Moreover, the Pyhon version packaged with Inkscape 0.91 is 2.6.5. In this Python version 'sys.stdin.encoding' does not return 'None' as expected but 'cp0', suggesting an encoding which definitely does not exist. It would be advisable to package a new Python Version (e.g. 2.7.10) with next Inkscape release.

For the extension above I suggest to set the encoding as follows:

    encoding = sys.stdin.encoding
    if sys.stdin.encoding == 'cp0' or sys.stdin.encoding is None:
        encoding = locale.getpreferredencoding()

and decode the chars with the guessed encoding

    char.decode(encoding)

That way the extension would take into account the PYTHONIOENCODING variable if set in the system and, if not, the encoding would be determined through the locale.

I'll check if there are other parts in this "bundle" that depend on the encoding set here and submit a patch. BTW, can you give me a link to read how to contribute? Thanks in advance

Hachmann (marenhachmann) said : #11

For discussion, I think the developer mailing list would be the best place:
https://inkscape.org/en/community/mailing-lists/

I'm not sure though if they will want to make any bigger changes to the extensions system, as there is a (far-in-the-future) plan to create a real API for extensions to use: http://wiki.inkscape.org/wiki/index.php/Roadmap (Inkscape 1.4 - so *very* far currently - and I don't know if this change is easy to implement or would entail many other tasks).

For submitting a change (most easily as either a patch file against trunk, or maybe just the extension files in a zip), and getting feedback about it, I believe you should visit the 'bug' section here on lp, create a new bug report (I think there isn't one for this issue yet), explain what you did and why, link to this question, append your changes, and ask for feedback. You'll get extra points (at least from me and other users ;) ) for good documentation!

Stored rows —
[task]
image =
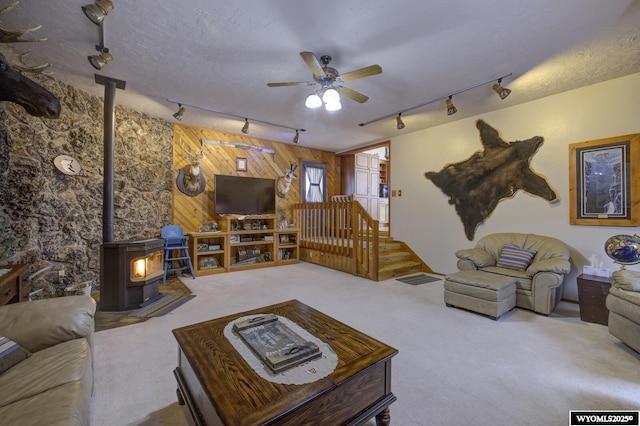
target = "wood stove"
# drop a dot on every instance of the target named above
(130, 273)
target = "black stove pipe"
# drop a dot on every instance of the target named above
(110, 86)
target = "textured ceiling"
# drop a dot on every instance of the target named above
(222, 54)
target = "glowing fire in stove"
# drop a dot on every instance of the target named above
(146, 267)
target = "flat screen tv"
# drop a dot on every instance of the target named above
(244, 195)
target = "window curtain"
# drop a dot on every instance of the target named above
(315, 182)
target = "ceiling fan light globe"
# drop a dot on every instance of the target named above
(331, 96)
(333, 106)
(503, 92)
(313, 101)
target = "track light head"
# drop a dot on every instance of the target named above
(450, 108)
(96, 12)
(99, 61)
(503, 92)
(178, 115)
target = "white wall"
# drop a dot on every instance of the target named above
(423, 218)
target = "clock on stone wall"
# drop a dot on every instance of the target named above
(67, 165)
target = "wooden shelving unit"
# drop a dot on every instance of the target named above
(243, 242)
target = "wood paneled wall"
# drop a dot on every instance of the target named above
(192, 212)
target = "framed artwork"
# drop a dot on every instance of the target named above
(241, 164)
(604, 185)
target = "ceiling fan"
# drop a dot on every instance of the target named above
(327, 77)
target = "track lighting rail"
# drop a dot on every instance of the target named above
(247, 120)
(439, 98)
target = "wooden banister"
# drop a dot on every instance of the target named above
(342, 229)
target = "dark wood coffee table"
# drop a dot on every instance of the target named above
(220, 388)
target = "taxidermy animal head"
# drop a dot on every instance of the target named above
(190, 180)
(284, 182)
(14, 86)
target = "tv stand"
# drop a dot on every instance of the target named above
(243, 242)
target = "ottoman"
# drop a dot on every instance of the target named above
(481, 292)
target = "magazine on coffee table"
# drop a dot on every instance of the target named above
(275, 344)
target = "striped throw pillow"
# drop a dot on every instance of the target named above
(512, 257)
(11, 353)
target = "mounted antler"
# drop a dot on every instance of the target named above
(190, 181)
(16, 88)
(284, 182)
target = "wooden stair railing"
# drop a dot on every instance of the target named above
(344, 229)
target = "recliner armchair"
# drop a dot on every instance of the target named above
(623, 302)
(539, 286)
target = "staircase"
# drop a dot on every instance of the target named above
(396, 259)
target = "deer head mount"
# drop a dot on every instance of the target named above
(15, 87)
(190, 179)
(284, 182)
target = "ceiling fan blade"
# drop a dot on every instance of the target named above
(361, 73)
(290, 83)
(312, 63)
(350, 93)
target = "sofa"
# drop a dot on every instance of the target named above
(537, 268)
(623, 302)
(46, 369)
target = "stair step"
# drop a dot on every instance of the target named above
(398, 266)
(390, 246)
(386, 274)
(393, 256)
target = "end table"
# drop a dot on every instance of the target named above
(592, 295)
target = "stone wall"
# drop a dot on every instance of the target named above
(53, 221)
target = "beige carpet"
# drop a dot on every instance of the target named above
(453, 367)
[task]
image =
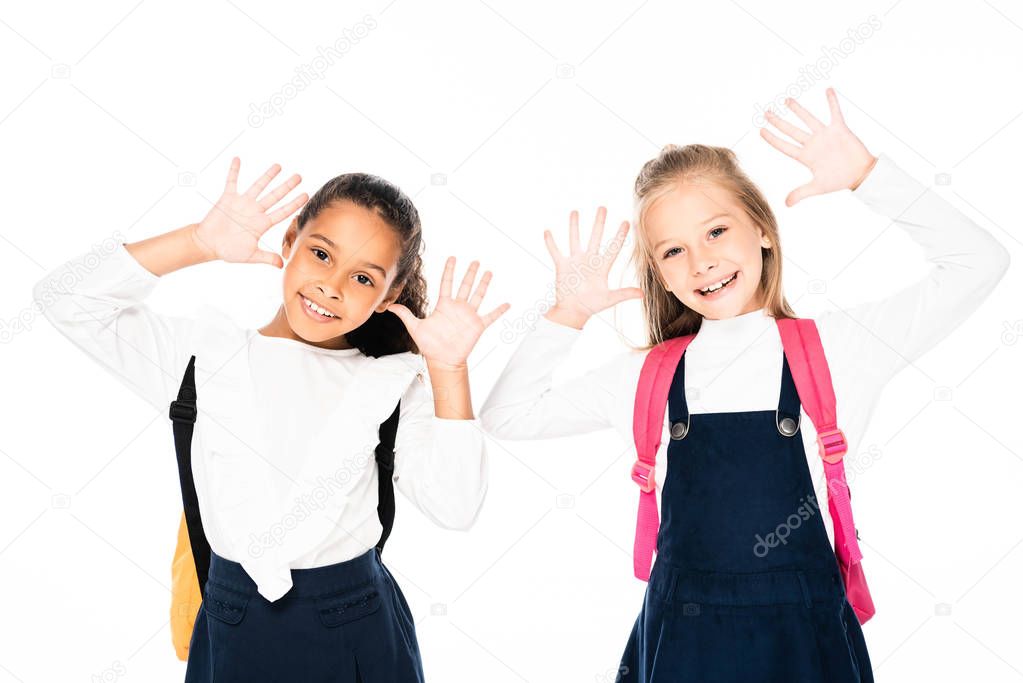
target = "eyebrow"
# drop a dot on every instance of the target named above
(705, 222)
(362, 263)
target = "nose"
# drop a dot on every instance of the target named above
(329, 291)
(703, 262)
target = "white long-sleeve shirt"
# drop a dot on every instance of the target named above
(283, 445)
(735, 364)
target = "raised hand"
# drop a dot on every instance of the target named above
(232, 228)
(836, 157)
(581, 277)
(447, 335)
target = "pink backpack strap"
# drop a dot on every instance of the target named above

Tasks to perform —
• a. List every version number in the Inkscape encoding thread, each with the software it belongs to.
• b. Carry on the Inkscape encoding thread from its last sentence.

Expected outputs —
• a.
- Inkscape 0.91
- Python 2.6.5
- Python 2.7.10
- Inkscape 1.4

• b.
I couldn't find the process of 'how to commit a change when you're new' documented currently, and - being a member of the inkscape-web team - I know we have a bug report asking to make this info available on our website...

But as I'm not one of the developers, and I'm just writing up here what I've learnt from watching the process, there's probably someone out there who knows about the proper protocol better than I do ;)

Hope I didn't scare you now - it's just that I'm not the best person to ask this. The devs will just tell you if they want something done differently, and they are a friendly (but quite busy) bunch, as far as I can say :)

Hachmann (marenhachmann) said : #12

Btw. I just found that the calendar extension allows you to explicitly choose the system encoding. Maybe that's a possible alternative way to go?

me-kell (me-kell) said : #13

Thank you fot the hint. The calendar extension allows to choose encoding but AFIK the inkscape's extension architecture cannot detect the system encoding and set it as default in the params dialog. This would mean that we should build a dialog with two new params: e.g. a checkbox "use alternative encoding" and "select encoding". This would increase the complexity of this (otherwise not so well documented) bunch of extensions.

I'm inclined to not modify this extension more that absolutely necessary (e.g. as proposed above in #10). I'll post this as a bug and propose a patch.

me-kell (me-kell) said : #14

After manually creating a bug report for this I realized the options "Create bug report" and "Link existing bug".
I link this question to the bug (https://bugs.launchpad.net/inkscape/+bug/1518302).